# [Objective]
Will you restate verbatim the lines running from the line with "the pink alstroemeria" to the end of the data, leaving out everything else?

# [Entries supplied]
_ _ _ _ _
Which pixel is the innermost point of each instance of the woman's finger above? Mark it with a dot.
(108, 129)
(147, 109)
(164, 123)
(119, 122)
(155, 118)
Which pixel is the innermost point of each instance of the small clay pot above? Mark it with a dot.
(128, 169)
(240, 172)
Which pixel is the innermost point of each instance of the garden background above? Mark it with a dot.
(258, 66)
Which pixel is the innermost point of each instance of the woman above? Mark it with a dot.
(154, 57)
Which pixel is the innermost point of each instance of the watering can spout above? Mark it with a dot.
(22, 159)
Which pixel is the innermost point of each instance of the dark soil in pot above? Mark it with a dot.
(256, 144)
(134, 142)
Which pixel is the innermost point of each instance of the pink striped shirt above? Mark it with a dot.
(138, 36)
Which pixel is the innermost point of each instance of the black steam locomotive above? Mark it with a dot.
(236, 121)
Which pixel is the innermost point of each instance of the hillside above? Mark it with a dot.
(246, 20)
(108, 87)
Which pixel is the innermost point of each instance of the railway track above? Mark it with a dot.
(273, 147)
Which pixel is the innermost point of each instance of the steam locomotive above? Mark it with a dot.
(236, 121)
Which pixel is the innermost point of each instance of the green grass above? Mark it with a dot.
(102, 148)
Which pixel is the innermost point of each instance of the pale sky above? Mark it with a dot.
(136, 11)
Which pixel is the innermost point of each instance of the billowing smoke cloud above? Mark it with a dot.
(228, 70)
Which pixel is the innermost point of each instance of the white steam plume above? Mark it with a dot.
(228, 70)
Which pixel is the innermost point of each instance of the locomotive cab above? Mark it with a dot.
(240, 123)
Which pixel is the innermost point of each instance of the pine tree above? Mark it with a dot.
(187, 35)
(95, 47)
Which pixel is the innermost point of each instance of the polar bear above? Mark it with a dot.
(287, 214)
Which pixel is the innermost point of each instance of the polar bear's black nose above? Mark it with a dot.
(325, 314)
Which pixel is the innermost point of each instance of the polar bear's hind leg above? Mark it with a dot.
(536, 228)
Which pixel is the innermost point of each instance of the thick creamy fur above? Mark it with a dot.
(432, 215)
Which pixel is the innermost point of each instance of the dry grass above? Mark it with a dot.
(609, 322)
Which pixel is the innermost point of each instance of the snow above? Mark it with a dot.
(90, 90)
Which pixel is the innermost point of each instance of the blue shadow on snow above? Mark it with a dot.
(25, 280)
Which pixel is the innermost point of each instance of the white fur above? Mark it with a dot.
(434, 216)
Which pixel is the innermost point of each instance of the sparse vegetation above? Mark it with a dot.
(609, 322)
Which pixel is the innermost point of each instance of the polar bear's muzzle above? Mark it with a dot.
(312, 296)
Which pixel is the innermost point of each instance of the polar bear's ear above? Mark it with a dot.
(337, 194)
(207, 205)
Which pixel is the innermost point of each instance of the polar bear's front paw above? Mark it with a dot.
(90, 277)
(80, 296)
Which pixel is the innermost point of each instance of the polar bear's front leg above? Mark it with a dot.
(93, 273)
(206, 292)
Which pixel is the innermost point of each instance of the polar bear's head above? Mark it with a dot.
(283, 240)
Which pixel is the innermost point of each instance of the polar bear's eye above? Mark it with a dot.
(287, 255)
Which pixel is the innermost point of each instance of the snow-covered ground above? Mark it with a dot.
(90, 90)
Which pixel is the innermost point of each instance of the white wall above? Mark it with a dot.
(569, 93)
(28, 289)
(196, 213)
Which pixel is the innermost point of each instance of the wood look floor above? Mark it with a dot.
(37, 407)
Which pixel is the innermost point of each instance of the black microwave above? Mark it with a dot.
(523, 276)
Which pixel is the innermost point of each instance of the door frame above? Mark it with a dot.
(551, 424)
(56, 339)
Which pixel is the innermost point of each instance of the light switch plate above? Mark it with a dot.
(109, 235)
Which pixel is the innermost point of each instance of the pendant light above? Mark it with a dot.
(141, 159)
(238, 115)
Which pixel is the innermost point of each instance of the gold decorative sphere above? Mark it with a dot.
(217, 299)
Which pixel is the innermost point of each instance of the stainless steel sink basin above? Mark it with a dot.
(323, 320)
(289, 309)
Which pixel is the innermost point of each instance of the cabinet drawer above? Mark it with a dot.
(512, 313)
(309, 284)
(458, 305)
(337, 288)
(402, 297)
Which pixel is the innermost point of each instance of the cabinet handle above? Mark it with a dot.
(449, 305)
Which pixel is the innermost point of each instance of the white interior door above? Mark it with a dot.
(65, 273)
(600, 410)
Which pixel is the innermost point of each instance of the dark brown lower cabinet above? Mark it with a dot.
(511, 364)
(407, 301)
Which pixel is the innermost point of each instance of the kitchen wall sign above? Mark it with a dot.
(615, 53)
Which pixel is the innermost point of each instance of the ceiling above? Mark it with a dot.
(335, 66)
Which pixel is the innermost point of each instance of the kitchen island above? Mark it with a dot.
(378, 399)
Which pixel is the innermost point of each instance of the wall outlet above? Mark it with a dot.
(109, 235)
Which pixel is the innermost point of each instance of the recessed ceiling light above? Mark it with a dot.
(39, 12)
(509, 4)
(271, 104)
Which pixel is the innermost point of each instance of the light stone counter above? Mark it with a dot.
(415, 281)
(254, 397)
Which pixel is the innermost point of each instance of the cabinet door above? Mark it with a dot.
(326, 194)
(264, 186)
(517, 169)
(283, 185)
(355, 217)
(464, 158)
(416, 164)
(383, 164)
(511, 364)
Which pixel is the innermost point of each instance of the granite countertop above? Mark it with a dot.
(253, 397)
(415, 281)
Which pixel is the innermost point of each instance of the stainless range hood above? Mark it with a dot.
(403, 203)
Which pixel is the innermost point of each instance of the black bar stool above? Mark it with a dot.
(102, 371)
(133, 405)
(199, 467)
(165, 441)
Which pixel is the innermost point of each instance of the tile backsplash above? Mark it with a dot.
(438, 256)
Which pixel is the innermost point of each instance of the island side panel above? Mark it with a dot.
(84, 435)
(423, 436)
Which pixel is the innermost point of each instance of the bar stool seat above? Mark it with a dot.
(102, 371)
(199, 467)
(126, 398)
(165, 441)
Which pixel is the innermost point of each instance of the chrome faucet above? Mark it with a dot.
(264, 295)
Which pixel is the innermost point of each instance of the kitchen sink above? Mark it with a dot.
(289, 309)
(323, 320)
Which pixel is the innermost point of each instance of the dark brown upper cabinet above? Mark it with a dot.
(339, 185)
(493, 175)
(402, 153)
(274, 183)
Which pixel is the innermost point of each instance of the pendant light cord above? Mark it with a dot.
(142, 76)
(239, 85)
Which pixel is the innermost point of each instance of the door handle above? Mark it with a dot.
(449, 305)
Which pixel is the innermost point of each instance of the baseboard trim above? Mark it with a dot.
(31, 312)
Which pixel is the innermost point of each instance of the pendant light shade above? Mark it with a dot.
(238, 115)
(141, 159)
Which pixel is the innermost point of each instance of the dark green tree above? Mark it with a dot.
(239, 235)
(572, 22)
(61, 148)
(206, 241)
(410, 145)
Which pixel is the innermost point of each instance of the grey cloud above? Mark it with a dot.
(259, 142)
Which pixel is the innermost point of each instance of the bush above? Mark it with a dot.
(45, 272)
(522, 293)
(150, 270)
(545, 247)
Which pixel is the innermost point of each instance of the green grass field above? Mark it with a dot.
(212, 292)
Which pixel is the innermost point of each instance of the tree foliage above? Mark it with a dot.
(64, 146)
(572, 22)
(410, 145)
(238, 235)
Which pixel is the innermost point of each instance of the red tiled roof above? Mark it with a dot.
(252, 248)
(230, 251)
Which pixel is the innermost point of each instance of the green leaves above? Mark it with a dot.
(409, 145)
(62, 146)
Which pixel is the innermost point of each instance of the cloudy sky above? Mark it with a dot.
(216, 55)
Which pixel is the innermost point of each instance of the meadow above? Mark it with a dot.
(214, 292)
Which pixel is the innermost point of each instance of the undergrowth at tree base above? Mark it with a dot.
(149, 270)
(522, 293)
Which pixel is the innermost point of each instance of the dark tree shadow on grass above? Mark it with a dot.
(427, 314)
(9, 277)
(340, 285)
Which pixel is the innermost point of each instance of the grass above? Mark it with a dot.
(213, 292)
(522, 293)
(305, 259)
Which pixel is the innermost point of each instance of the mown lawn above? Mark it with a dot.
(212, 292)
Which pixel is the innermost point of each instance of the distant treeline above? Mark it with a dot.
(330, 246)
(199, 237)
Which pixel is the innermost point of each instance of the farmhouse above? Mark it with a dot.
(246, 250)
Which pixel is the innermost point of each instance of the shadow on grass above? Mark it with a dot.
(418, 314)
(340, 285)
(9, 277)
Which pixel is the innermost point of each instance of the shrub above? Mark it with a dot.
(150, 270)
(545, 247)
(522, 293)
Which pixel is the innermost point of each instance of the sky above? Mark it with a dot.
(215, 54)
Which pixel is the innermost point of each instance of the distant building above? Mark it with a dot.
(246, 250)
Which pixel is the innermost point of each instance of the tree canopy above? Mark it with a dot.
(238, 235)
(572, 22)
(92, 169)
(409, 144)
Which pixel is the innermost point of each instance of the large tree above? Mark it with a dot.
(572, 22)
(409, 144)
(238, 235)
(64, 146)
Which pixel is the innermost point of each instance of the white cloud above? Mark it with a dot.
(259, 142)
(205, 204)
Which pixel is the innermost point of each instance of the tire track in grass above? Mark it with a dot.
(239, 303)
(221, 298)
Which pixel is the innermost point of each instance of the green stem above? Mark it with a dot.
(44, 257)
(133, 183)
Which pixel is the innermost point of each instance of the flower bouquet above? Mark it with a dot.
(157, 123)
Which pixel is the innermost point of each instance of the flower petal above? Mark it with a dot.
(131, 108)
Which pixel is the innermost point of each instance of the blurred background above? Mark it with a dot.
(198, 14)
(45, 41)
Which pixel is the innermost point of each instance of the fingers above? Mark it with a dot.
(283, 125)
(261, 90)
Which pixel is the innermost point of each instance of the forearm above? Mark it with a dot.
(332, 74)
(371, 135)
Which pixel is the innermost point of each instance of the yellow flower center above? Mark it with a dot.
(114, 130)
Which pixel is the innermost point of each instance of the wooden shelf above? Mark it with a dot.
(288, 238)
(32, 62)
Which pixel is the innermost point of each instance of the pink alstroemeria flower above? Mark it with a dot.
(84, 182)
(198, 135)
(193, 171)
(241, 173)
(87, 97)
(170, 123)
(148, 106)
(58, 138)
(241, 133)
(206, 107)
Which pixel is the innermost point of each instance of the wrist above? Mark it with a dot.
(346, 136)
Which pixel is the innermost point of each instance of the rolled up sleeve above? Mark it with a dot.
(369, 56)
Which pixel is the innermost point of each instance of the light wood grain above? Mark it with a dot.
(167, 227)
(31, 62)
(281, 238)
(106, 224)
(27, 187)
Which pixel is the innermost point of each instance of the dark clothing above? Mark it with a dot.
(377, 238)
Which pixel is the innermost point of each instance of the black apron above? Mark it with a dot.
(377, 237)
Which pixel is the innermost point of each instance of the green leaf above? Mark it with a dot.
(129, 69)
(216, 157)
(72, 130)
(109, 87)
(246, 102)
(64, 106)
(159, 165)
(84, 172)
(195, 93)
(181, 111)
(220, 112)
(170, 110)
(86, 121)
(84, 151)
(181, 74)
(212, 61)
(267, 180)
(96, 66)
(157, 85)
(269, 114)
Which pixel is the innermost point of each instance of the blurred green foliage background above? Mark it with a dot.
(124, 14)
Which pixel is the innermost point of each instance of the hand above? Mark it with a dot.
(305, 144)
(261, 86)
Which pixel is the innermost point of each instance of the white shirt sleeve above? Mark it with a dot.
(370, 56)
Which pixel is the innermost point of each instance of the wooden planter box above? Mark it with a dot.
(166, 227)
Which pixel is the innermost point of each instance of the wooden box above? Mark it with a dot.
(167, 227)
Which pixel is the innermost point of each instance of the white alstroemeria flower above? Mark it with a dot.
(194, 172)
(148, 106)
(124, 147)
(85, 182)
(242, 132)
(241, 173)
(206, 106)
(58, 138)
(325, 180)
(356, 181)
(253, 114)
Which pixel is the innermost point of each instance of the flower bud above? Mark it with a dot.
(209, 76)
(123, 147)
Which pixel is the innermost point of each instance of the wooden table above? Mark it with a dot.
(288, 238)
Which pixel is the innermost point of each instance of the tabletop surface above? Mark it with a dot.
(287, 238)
_ _ _ _ _
# [Completed exercise]
Which pixel is the innermost point of each instance of the pink alstroemeria flower above? Mark it with a dot.
(84, 182)
(198, 135)
(193, 171)
(241, 173)
(87, 97)
(170, 123)
(148, 106)
(58, 138)
(241, 133)
(206, 107)
Which pixel is the innermost point of each instance of the wrist above? Mark it with a dot.
(346, 136)
Which pixel is the innermost point of each instance of the rolled up sleeve above? Mark it with a dot.
(369, 56)
Which pixel is the innermost point of each instance of the light wood grain above? Mark it with a dot.
(167, 227)
(31, 62)
(281, 238)
(106, 224)
(27, 187)
Which pixel is the innermost point of each instance of the dark clothing above? Mark it with a dot.
(377, 238)
Which pixel is the innermost point of each instance of the black apron above? Mark it with a dot.
(377, 237)
Which pixel is the innermost point of each instance of the green leaf above? Mark it with a dot.
(129, 69)
(216, 157)
(72, 130)
(109, 87)
(246, 102)
(64, 106)
(159, 165)
(84, 172)
(195, 93)
(181, 111)
(220, 112)
(170, 110)
(86, 121)
(84, 151)
(181, 74)
(212, 61)
(267, 180)
(96, 66)
(157, 85)
(269, 114)
Which pixel is the innermost point of each instance of the blurred green foliage background above? Mark it with a dot.
(124, 14)
Which pixel is the innermost point of each instance of the hand above? Mark it with a dot.
(305, 144)
(261, 86)
Which pixel is the innermost point of each instance of the white shirt sleeve above? Mark it with a dot.
(370, 56)
Which pixel is the innermost point of each instance of the wooden planter box above? Mark it with a dot.
(166, 227)
Which pixel is the innermost point of each instance of the wooden box above? Mark it with a dot.
(167, 227)
Which pixel is the innermost point of each instance of the white alstroemeria flower above? Mark it with a dot.
(194, 172)
(148, 106)
(124, 147)
(85, 182)
(242, 132)
(241, 173)
(206, 106)
(58, 138)
(325, 180)
(356, 181)
(253, 114)
Which pixel is the innermost point of each instance of the flower bud above? Mark it with a dot.
(209, 76)
(123, 147)
Which pixel is the innermost point of each instance of the wooden table above? Mark it with a dot.
(288, 238)
Which pixel is the innermost point of each instance of the tabletop surface above? Mark it with a dot.
(287, 238)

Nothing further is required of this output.